Written request: Copy everything from the line containing "Task: point to every instance of the orange glow" down to the end of the rows, replacing "instance" with "occurrence" and keeping all else unchanged. Return only those lines.

Position identification records:
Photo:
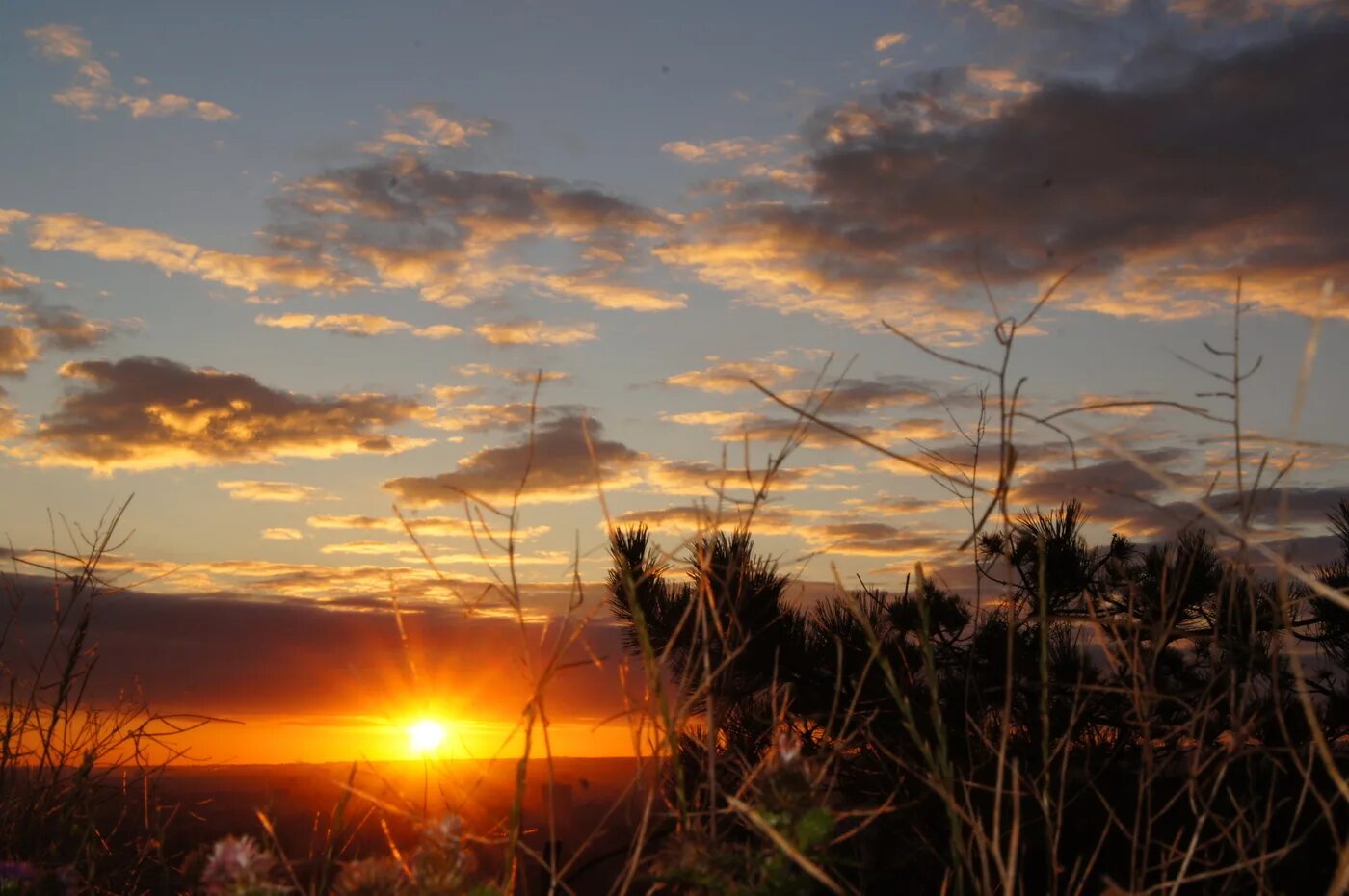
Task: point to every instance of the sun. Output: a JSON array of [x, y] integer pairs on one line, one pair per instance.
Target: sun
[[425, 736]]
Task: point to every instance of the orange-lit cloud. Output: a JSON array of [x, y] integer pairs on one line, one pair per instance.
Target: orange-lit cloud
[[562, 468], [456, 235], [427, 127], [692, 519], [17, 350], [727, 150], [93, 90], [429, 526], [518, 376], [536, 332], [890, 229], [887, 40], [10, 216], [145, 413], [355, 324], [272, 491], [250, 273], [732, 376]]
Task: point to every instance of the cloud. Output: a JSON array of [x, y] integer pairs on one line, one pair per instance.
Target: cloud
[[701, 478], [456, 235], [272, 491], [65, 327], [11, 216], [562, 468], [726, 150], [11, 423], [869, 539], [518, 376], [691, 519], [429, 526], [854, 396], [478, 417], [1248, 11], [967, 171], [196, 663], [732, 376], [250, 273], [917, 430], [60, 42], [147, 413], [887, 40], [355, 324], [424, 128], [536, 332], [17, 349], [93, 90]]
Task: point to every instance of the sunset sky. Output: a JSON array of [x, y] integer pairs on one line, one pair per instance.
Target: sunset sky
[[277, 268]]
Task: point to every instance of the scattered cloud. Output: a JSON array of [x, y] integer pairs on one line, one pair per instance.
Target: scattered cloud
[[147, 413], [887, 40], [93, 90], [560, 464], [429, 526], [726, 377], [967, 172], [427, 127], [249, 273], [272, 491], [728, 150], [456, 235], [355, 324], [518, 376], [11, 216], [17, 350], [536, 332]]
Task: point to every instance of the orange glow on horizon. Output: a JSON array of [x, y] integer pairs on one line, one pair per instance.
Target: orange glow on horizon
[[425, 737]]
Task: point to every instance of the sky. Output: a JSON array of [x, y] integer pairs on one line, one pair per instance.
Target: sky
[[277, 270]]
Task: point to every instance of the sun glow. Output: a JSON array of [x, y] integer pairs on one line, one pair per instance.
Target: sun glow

Exercise output:
Task: point to every occurrence of the orange glow on horizon. Output: a JSON array of [x, y] integer pairs on one line, one pair per occurrence.
Target: orange glow on horizon
[[425, 737]]
Task: point to every occurrence of the sky. Output: a JSON array of [x, y] integer pairs on one line, one pair per occurrence.
Target: sky
[[277, 270]]
Task: point to every occurrence of the sun glow. Output: a JSON array of [x, y] integer pairs on one line, one pair per occurrence.
Target: sun glow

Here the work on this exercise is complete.